» TRY IT:
Each entry below is to be copied verbatim.

» DATA TO PROCESS:
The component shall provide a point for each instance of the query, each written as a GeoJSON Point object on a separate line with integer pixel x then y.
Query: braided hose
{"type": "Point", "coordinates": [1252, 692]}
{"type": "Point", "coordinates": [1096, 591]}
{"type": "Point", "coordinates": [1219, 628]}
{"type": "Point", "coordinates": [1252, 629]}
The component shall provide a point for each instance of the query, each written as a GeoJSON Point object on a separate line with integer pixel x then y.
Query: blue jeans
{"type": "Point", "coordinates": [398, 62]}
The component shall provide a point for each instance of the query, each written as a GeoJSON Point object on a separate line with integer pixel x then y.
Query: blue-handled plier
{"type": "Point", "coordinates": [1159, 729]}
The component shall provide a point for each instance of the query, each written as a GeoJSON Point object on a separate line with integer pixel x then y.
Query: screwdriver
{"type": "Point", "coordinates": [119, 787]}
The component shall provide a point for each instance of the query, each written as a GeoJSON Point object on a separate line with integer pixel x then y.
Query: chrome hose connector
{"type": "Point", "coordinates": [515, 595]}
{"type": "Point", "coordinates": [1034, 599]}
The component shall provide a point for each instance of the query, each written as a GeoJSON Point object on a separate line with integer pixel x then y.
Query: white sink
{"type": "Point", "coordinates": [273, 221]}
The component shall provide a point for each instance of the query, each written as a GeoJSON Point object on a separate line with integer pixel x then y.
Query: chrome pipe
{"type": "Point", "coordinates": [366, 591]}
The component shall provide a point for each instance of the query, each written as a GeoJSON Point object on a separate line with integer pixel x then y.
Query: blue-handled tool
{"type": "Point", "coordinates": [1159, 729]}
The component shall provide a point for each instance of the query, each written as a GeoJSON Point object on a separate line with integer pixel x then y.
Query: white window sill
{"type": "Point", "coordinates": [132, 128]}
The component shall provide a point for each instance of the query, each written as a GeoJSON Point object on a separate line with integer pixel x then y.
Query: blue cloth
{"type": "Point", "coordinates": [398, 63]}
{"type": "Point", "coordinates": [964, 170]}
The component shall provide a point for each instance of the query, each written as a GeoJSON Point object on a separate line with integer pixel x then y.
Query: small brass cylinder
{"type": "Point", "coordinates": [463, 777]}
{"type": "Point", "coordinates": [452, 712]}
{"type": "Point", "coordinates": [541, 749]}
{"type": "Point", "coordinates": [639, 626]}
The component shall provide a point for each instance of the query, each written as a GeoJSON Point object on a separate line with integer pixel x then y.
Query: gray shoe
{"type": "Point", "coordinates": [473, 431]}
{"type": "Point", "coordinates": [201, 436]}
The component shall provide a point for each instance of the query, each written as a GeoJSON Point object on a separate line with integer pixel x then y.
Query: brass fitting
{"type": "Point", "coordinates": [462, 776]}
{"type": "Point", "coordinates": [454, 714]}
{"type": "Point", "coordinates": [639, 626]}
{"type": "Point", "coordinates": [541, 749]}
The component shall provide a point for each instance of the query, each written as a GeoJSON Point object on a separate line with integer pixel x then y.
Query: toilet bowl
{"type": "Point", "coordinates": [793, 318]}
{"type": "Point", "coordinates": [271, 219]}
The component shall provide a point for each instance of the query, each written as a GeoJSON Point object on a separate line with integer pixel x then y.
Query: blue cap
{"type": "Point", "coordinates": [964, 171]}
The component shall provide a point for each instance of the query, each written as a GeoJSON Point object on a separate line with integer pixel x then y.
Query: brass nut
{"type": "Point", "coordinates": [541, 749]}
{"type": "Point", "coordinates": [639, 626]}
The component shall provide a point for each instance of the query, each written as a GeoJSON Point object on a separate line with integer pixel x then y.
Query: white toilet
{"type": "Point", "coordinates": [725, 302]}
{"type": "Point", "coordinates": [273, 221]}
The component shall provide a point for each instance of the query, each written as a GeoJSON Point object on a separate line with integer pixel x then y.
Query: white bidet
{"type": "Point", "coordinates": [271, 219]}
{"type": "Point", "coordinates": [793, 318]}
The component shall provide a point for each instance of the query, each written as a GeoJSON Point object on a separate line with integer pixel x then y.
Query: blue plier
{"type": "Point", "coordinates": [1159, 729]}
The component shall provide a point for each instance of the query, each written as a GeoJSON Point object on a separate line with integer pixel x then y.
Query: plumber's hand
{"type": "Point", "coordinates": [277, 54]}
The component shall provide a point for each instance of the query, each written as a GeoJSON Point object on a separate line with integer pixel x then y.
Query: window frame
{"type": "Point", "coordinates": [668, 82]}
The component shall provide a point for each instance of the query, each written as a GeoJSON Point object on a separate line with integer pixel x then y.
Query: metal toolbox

» SOLUTION TO THIS EXERCISE:
The component shall provide a point for each instance of the query, each written as a GeoJSON Point object on a separate line with integer pixel x then y.
Query: braided hose
{"type": "Point", "coordinates": [1252, 692]}
{"type": "Point", "coordinates": [1096, 591]}
{"type": "Point", "coordinates": [1219, 628]}
{"type": "Point", "coordinates": [1252, 629]}
The component shall provide a point for each instance of the query, each written as a GeoJSON Point object on a separate line with integer pixel x then y.
Query: blue jeans
{"type": "Point", "coordinates": [398, 62]}
The component shall provide a point for each instance of the query, each written as a GeoJSON Point object on a separate line with integer pixel x then y.
Query: blue-handled plier
{"type": "Point", "coordinates": [1159, 729]}
The component shall provide a point for each instance of the query, each written as a GeoJSON Point object on a separate line with integer pixel x then y.
Query: screwdriver
{"type": "Point", "coordinates": [119, 787]}
The component shall provide a point for each instance of the query, each written as a GeoJSON Point object on a separate line with integer pixel x then y.
Query: chrome hose connector
{"type": "Point", "coordinates": [515, 595]}
{"type": "Point", "coordinates": [1034, 599]}
The component shall provide a point for each instance of the query, each written as a GeoJSON Point object on a separate line with integer pixel x then y.
Query: white sink
{"type": "Point", "coordinates": [273, 221]}
The component shall provide a point for each instance of the query, each written as a GeoJSON Point object on a separate line with integer pixel x then y.
Query: chrome pipe
{"type": "Point", "coordinates": [366, 591]}
The component shall provide a point for each instance of the query, each written as a GeoJSON Point object on a separate line with integer pixel x then y.
Query: blue-handled tool
{"type": "Point", "coordinates": [1159, 729]}
The component shall provide a point for each instance of the query, each written as a GeoJSON Point object on a separate line with integer pixel x then y.
Query: white window sill
{"type": "Point", "coordinates": [132, 128]}
The component shall provide a point for each instance of the query, each written as a GeoJSON Point object on a separate line with integer pixel x then y.
Query: blue cloth
{"type": "Point", "coordinates": [398, 63]}
{"type": "Point", "coordinates": [964, 170]}
The component shall provide a point for each instance of the query, each written as a GeoJSON Point object on a separate line with integer pixel x then y.
Query: small brass cylinder
{"type": "Point", "coordinates": [463, 777]}
{"type": "Point", "coordinates": [452, 712]}
{"type": "Point", "coordinates": [541, 749]}
{"type": "Point", "coordinates": [639, 626]}
The component shall provide a point for each instance of the query, each written as a GeoJSON Point object on a separate line with integer pixel x then y.
Query: gray shoe
{"type": "Point", "coordinates": [473, 431]}
{"type": "Point", "coordinates": [201, 436]}
The component shall provide a point for each instance of the query, each written as a GeoJSON Point object on a separate line with integer pixel x then y.
Query: brass fitting
{"type": "Point", "coordinates": [462, 776]}
{"type": "Point", "coordinates": [454, 714]}
{"type": "Point", "coordinates": [639, 626]}
{"type": "Point", "coordinates": [541, 749]}
The component shall provide a point for each instance of the query, each written as a GeoJSON Point object on a separate line with integer pixel x then y.
Query: toilet bowl
{"type": "Point", "coordinates": [793, 318]}
{"type": "Point", "coordinates": [271, 219]}
The component shall provide a point for each instance of the query, each written as a GeoJSON Point object on a separate line with integer pixel x then y.
Query: blue cap
{"type": "Point", "coordinates": [964, 171]}
The component shall provide a point for each instance of the query, each written as a GeoJSON Point object on a separate line with integer pixel x then y.
Query: brass nut
{"type": "Point", "coordinates": [541, 749]}
{"type": "Point", "coordinates": [639, 626]}
The component shall provide a point for each instance of the query, each written as a GeoJSON Point object on a separate line with integer pixel x then y.
Query: white toilet
{"type": "Point", "coordinates": [725, 302]}
{"type": "Point", "coordinates": [273, 221]}
The component shall provide a point for each instance of the query, each written as a GeoJSON Point object on a separate line with integer pixel x then y.
Query: white bidet
{"type": "Point", "coordinates": [271, 219]}
{"type": "Point", "coordinates": [793, 318]}
The component shall provide a point for each instance of the query, each written as a GeoJSON Point object on a separate line with integer pixel x then y.
Query: blue plier
{"type": "Point", "coordinates": [1159, 729]}
The component shall provide a point for each instance of the query, each written as a GeoJSON Point object on a separate line with integer pixel x then y.
Query: plumber's hand
{"type": "Point", "coordinates": [277, 54]}
The component shall provide a point for each instance of the query, each written as a GeoJSON Point object on a separate line with integer pixel x then y.
Query: window frame
{"type": "Point", "coordinates": [668, 82]}
The component shall provide a point for each instance of the query, each written as a GeoJSON Point object on a separate line with integer pixel x then y.
Query: metal toolbox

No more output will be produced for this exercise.